» PROBLEM REQUIREMENTS
Pictures don't belong in the copy. Set down the lines from the one containing "If any large" through the last line, exactly as they are.

[Annotated coordinate records]
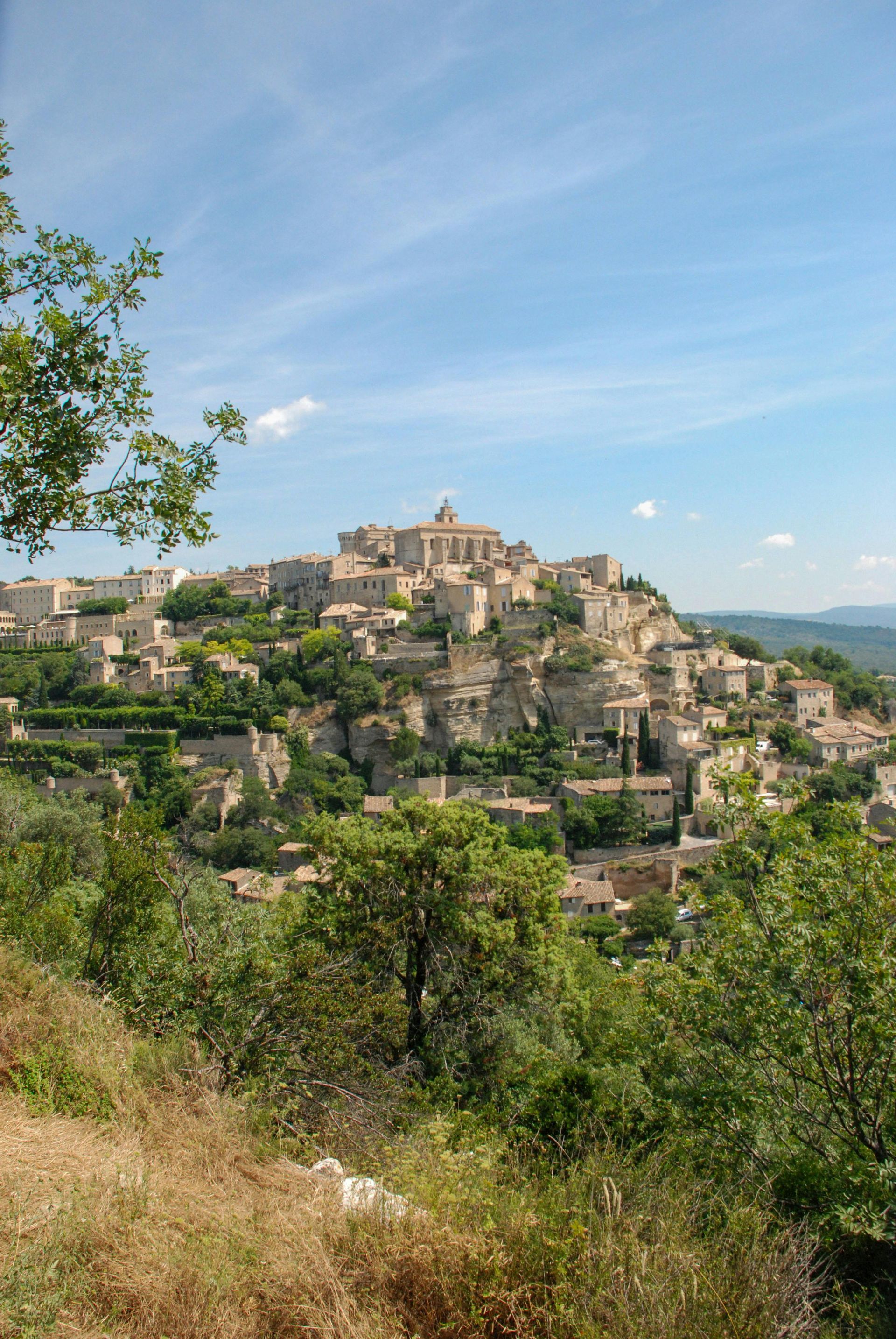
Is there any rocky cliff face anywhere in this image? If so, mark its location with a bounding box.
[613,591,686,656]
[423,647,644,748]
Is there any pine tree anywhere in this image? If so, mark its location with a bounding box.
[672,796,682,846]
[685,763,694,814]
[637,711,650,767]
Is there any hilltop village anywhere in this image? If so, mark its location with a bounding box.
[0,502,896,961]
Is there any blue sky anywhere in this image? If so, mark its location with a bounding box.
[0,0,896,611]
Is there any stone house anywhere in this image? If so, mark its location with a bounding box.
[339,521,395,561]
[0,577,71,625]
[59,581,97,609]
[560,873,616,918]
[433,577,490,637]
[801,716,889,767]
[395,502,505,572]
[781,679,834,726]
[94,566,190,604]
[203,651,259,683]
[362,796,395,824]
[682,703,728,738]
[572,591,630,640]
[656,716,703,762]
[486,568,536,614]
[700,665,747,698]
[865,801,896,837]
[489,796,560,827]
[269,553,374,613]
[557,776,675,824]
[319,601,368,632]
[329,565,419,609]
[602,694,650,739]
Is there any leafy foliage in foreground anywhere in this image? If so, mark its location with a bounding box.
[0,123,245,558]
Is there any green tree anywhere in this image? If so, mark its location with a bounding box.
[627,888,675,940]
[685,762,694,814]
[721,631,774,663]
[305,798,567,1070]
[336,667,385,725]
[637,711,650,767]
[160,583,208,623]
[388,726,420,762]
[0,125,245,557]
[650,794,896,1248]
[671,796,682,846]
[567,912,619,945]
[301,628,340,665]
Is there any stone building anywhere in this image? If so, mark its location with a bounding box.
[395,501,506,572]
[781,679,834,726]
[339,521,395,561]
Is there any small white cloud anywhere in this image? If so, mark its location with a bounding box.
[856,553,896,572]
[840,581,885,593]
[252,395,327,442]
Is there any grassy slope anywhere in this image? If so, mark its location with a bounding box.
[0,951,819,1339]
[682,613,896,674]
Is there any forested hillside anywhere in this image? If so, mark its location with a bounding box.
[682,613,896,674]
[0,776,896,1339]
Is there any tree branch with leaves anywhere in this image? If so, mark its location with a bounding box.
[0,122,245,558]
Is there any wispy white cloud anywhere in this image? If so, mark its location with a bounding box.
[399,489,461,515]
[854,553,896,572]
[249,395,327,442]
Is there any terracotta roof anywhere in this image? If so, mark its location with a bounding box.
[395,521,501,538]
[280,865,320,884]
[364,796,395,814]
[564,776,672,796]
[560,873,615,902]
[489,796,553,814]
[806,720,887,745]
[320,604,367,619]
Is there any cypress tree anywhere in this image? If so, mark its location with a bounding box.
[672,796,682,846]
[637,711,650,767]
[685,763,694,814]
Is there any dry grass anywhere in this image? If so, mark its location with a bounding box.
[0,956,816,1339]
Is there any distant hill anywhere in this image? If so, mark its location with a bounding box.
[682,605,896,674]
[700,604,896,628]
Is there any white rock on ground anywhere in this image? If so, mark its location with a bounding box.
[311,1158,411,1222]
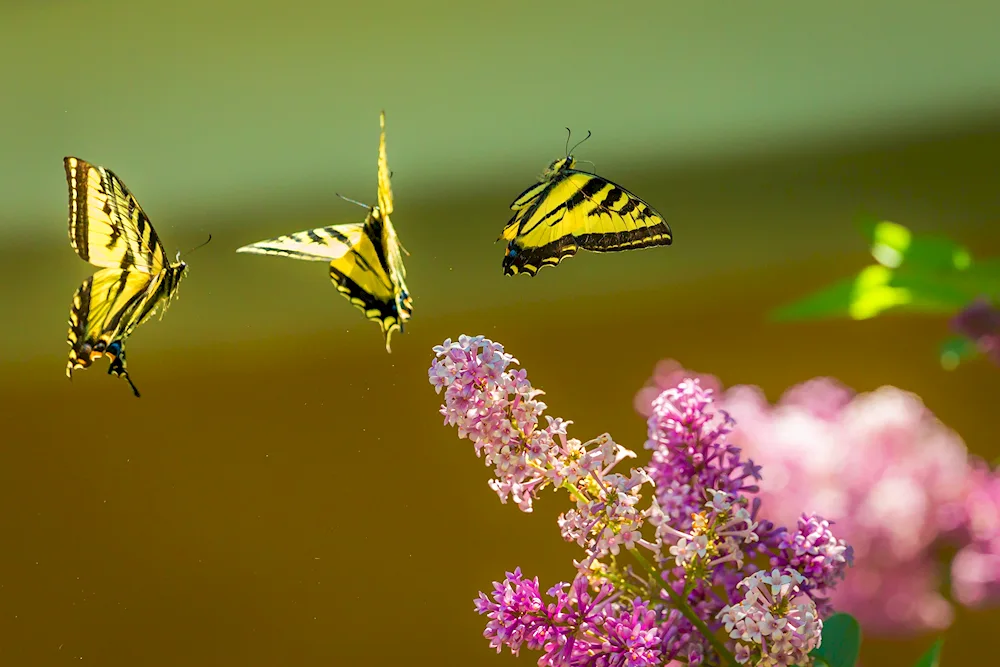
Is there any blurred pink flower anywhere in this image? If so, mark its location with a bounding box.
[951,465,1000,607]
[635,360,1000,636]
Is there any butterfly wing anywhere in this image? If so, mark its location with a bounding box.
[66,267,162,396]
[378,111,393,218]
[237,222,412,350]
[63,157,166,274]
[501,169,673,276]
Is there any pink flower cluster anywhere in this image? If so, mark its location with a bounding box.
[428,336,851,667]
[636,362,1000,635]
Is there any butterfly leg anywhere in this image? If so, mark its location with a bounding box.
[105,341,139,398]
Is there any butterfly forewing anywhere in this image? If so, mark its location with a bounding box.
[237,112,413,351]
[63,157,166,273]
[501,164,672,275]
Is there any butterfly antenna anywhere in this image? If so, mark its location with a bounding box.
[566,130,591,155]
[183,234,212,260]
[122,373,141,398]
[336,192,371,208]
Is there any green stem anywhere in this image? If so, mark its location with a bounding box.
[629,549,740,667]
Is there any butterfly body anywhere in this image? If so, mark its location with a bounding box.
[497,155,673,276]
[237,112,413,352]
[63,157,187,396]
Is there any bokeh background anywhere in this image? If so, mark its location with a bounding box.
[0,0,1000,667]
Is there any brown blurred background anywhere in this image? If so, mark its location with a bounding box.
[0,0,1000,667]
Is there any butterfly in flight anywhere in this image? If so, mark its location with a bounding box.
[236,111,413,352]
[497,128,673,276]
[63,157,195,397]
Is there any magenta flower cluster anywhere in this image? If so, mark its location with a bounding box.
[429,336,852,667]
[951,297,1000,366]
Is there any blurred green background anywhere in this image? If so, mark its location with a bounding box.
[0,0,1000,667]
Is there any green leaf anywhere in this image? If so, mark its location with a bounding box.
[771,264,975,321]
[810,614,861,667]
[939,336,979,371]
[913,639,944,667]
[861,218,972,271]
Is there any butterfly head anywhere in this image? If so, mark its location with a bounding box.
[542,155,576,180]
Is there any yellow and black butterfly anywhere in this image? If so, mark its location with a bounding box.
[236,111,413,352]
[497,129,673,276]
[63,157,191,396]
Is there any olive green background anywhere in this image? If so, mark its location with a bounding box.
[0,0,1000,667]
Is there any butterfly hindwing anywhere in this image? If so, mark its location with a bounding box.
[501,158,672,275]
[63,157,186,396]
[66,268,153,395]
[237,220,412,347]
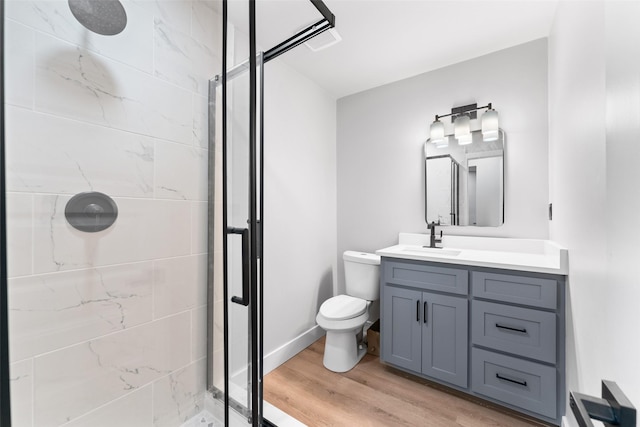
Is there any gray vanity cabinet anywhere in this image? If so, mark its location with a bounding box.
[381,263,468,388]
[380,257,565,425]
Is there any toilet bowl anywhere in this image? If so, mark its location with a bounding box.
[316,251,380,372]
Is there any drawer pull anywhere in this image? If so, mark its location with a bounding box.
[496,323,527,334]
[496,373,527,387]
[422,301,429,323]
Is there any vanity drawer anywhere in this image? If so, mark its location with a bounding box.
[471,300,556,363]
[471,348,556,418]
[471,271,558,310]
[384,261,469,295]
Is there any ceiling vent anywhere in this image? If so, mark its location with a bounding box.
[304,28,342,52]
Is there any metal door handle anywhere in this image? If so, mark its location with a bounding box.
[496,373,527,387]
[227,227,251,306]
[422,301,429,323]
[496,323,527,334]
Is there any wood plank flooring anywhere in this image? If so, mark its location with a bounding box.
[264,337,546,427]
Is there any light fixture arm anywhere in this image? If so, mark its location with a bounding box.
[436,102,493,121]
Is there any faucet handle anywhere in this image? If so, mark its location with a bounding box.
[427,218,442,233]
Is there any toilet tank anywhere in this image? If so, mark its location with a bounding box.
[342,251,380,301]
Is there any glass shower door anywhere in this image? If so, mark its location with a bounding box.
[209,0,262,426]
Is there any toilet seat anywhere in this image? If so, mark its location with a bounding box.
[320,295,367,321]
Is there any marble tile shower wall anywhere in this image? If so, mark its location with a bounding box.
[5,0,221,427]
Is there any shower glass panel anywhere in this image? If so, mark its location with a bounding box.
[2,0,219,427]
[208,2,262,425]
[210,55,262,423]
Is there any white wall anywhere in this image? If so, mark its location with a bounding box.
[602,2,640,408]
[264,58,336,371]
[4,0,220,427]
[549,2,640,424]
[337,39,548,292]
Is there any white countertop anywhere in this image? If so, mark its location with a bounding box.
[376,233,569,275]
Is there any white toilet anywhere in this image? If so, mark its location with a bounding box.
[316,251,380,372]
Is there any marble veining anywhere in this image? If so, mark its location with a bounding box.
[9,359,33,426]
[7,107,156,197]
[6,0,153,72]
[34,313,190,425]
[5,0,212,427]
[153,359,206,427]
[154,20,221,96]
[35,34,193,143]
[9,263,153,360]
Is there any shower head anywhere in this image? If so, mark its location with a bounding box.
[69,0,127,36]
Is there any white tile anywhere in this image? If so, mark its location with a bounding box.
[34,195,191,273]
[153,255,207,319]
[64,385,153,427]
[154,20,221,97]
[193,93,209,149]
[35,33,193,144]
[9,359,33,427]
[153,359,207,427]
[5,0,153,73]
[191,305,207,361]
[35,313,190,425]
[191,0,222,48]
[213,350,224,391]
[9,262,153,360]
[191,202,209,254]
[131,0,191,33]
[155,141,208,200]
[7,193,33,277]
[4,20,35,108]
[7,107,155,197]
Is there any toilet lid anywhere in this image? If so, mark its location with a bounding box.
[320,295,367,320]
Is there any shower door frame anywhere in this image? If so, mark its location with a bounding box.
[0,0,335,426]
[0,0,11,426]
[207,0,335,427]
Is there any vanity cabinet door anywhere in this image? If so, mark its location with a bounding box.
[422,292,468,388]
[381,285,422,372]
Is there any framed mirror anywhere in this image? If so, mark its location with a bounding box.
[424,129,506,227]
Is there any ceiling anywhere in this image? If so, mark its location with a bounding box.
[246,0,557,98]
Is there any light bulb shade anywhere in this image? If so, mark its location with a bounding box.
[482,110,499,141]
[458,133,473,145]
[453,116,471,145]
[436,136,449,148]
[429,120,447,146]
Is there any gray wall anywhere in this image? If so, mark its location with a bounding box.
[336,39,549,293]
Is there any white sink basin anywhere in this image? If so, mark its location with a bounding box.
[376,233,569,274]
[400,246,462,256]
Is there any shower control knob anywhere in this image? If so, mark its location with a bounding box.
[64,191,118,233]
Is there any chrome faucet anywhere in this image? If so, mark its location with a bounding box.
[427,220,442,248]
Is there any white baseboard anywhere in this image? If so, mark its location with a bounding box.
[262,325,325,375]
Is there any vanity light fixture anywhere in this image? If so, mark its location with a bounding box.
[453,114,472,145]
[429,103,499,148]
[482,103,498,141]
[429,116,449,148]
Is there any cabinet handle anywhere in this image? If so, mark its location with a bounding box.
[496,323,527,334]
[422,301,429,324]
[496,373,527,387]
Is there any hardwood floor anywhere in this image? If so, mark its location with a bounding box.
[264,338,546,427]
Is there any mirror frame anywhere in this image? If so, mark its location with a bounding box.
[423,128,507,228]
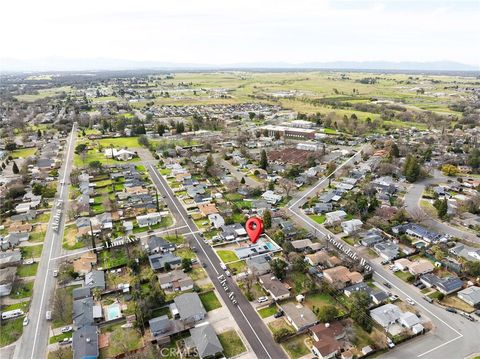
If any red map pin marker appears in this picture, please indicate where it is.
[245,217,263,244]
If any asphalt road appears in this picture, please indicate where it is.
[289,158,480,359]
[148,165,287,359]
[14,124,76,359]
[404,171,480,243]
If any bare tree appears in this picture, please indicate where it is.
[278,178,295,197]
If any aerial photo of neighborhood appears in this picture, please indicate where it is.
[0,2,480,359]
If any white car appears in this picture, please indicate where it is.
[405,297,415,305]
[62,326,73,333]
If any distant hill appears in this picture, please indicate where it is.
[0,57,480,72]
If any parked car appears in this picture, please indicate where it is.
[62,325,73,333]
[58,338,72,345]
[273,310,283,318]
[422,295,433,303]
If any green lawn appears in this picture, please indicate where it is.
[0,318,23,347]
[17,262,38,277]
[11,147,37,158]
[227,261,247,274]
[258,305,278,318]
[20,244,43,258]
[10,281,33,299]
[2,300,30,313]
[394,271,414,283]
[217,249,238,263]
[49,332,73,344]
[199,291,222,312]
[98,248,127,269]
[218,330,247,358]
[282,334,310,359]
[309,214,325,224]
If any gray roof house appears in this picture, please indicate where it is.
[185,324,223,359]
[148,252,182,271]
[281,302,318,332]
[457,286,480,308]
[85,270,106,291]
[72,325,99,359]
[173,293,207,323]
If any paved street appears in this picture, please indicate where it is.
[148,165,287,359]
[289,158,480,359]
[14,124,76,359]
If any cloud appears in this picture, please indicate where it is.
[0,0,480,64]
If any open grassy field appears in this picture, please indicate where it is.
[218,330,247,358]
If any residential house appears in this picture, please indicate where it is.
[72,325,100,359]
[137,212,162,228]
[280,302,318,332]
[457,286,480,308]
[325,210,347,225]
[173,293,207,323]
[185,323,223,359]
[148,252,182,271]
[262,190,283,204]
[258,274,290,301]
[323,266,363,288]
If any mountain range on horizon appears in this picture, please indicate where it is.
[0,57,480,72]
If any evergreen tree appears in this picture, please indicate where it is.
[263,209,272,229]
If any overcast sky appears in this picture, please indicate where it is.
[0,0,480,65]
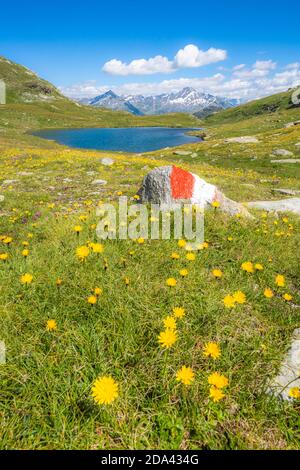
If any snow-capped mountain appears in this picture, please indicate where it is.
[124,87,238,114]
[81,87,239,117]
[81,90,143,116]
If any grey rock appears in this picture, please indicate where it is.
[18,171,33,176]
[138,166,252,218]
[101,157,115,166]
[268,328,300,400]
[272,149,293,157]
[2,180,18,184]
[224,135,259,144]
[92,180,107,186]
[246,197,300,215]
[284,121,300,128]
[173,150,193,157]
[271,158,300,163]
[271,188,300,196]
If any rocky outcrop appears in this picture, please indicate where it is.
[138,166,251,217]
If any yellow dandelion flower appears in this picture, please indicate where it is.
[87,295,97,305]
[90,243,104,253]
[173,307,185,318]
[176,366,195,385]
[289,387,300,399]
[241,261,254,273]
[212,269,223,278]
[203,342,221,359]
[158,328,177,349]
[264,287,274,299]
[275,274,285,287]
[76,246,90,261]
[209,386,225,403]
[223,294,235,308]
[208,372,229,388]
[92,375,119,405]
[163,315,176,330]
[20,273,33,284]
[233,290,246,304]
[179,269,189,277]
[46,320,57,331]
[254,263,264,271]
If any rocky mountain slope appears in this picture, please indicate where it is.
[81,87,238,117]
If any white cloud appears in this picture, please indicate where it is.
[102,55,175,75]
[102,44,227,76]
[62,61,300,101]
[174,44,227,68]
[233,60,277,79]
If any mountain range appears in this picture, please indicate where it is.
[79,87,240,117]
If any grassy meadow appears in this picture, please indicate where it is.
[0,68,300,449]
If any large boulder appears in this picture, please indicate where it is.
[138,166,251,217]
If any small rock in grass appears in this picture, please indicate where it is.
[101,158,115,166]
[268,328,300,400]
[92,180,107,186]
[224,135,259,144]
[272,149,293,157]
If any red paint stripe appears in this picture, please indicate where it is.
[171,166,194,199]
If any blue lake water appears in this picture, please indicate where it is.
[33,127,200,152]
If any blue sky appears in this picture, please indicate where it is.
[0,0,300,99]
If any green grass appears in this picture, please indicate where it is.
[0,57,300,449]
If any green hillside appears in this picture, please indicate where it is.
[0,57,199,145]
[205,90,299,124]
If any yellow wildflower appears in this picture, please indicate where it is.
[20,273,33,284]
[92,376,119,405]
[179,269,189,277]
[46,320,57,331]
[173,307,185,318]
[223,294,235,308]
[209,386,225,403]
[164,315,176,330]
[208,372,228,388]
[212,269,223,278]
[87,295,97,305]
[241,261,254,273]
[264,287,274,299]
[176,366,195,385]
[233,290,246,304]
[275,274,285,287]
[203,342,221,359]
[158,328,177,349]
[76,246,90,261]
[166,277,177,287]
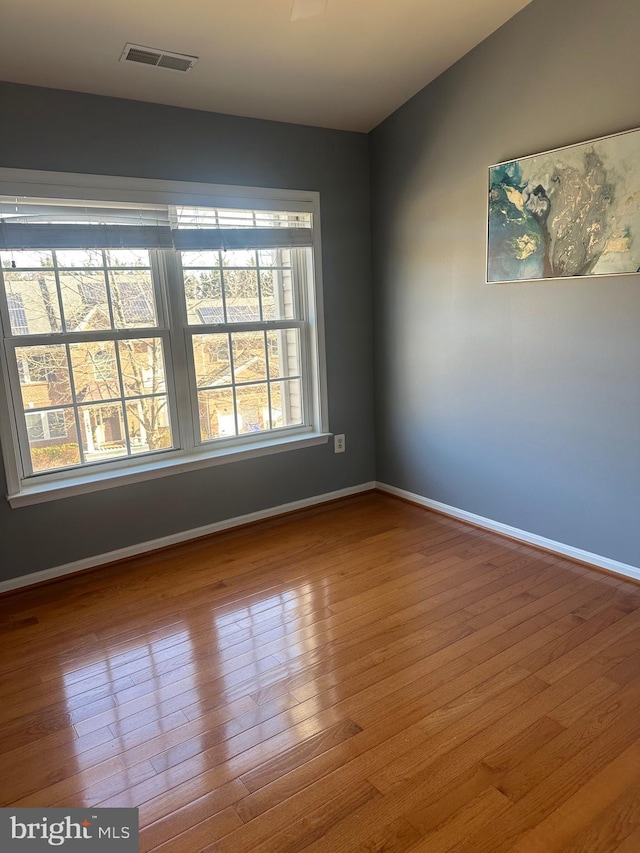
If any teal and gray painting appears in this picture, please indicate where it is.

» WRITTEN SOLUTION
If any large boulder appears in this picture, please indicate where it is.
[138,166,251,217]
If any small rock in grass appears in this picture, please indicate where it is.
[101,158,115,166]
[268,328,300,400]
[92,180,107,186]
[224,135,259,144]
[272,149,293,157]
If any red paint stripe appears in this picture, please indicate where it is.
[171,166,194,199]
If any blue lake water appears in this picture, please indicate where it is.
[33,127,200,152]
If any blue sky appears in this picture, please indicate where it is.
[0,0,300,99]
If any green grass appears in this picture, please indicate where it is.
[0,57,300,449]
If any green hillside appears in this picture, please indicate where it is.
[0,57,199,145]
[205,90,299,124]
If any yellow wildflower appears in this picture, please indicate where it is.
[20,273,33,284]
[92,376,119,405]
[179,269,189,277]
[46,320,57,331]
[173,307,185,318]
[223,294,235,308]
[209,386,225,403]
[164,315,176,330]
[208,372,228,388]
[212,269,223,278]
[87,295,97,305]
[241,261,254,273]
[264,287,274,299]
[176,366,195,385]
[233,290,246,304]
[275,274,285,287]
[203,342,221,359]
[158,328,177,349]
[76,246,90,261]
[166,277,177,287]
If any teal and gray painting appears in this picture, please indicate where it is.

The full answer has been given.